Performance monitoring is essential for the secure and reliable operation of a cloud environment.
Data on the performance of the underlying components may provide early indications of hardware failure
Traditionally, four key subsystems are recommended for monitoring in cloud environments:
- Network: Excessive dropped packets
- Disk: Full disk or slow reads and writes to the disks (input/output operations per second [IOPS])
- Memory: Excessive memory usage or full utilization of available memory allocation
- CPU: Excessive CPU utilization
Familiarize yourself with these four subsystems and learn about the vendor-specific monitoring recommendations, best practice guidelines, and thresholds for performance as required.
Although each vendor has specific thresholds and ranges for acceptable operation identified by area for their products and platforms, generally, for each of the four subareas identified, a lower value based on measurement over time indicates better performance. However, this is directly dependent on the specific parameters of the monitored item in question.
Cloud Outsourcing Monitoring
Adequate staffing should be allocated for the 24/7 monitoring of the cloud environment.
One option is to outsource the monitoring function to a trusted third party.
Exercise due care and due diligence if you’re pursuing an outsourcing option.
The need to assess risk and manage a vendor relationship in such a critical area for the enterprise means that you must take your time vetting potential cloud monitoring partners.
Use common-sense approaches such as these:
- Having HR check references
- Examining the terms of any SLA or contract being used to govern service terms
- Executing some form of a trial of the managed service in question before implementing into production
Cloud Hardware Performance Monitoring
In cloud environments, regardless of how much-virtualized infrastructure you deploy, there is always physical infrastructure underlying it that has to be managed, monitored, and maintained.
Extend your monitoring of the four key subsystems discussed in the previous section to include the physical hosts and infrastructure that the virtualization layer rides on top of.
The same monitoring concepts and thought processes apply, as have already been discussed.
The only difference to account for is the need to add some additional items that exist in the physical plane of these systems, such as CPU temperature, fan speed, and ambient temperature within the data center hosting the physical hosts.
Many of the monitoring systems to be deployed to observe virtualized infrastructure can be used to monitor the physical performance aspects of the hosts as well.

************

TO-DO LIST
1 - In the cloud monitoring text, what problem is listed for the network subsystem?
2 - Reproduce the stretch of the cloud monitoring text from "Although each vendor" through "the cloud environment.".

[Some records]
************

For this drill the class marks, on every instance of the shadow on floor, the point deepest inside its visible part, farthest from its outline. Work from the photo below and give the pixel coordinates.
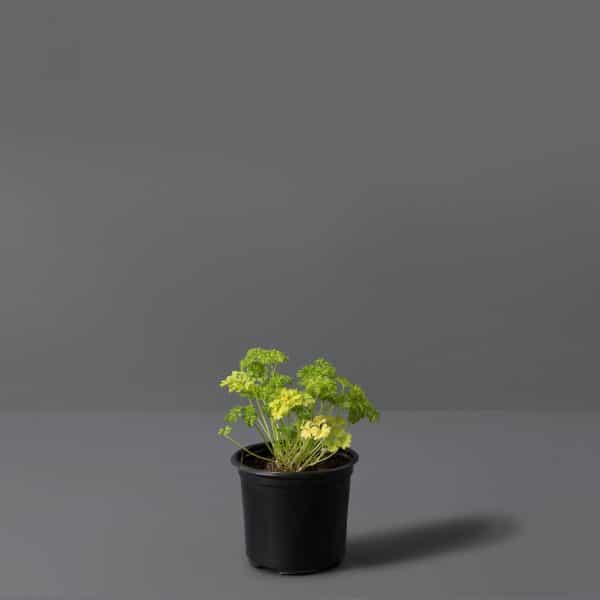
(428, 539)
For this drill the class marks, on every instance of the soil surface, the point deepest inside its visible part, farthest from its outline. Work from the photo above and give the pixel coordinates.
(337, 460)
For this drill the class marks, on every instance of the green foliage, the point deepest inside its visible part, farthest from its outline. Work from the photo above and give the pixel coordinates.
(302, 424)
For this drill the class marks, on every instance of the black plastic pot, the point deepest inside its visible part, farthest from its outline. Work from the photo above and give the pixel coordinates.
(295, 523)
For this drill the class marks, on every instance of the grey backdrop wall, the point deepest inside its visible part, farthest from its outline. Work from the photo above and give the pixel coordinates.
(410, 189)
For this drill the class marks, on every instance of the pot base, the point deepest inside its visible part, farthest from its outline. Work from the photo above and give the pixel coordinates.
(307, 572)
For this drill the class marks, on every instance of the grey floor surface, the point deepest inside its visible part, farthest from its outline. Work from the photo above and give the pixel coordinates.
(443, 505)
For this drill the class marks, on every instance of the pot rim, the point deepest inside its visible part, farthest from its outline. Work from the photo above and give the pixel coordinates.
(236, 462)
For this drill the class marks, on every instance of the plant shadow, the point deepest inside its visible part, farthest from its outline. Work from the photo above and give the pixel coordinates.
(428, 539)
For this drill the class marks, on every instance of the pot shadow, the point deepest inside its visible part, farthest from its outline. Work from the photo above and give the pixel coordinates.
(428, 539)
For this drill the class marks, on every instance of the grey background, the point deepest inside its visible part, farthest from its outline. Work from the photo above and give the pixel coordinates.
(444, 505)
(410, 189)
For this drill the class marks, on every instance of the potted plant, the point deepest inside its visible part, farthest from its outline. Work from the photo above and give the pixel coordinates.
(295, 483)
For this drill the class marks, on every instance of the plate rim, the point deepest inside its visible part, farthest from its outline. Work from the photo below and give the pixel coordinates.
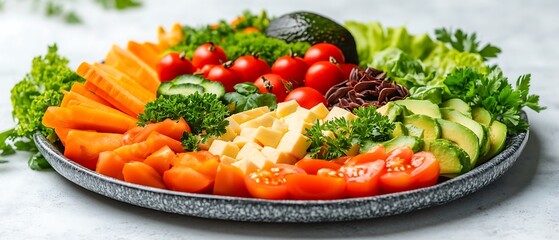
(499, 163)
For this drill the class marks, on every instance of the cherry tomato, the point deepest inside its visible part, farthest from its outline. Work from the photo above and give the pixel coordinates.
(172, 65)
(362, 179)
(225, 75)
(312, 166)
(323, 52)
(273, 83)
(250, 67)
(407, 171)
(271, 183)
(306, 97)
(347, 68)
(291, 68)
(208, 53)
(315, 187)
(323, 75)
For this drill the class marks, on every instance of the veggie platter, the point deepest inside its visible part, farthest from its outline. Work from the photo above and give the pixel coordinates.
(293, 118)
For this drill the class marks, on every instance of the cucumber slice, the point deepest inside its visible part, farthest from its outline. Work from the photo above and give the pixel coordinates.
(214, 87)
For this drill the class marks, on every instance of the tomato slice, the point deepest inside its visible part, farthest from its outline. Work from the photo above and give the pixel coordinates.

************

COMPLETE ANSWERS
1 - Excessive dropped packets.

2 -
Although each vendor has specific thresholds and ranges for acceptable operation identified by area for their products and platforms, generally, for each of the four subareas identified, a lower value based on measurement over time indicates better performance. However, this is directly dependent on the specific parameters of the monitored item in question.
Cloud Outsourcing Monitoring
Adequate staffing should be allocated for the 24/7 monitoring of the cloud environment.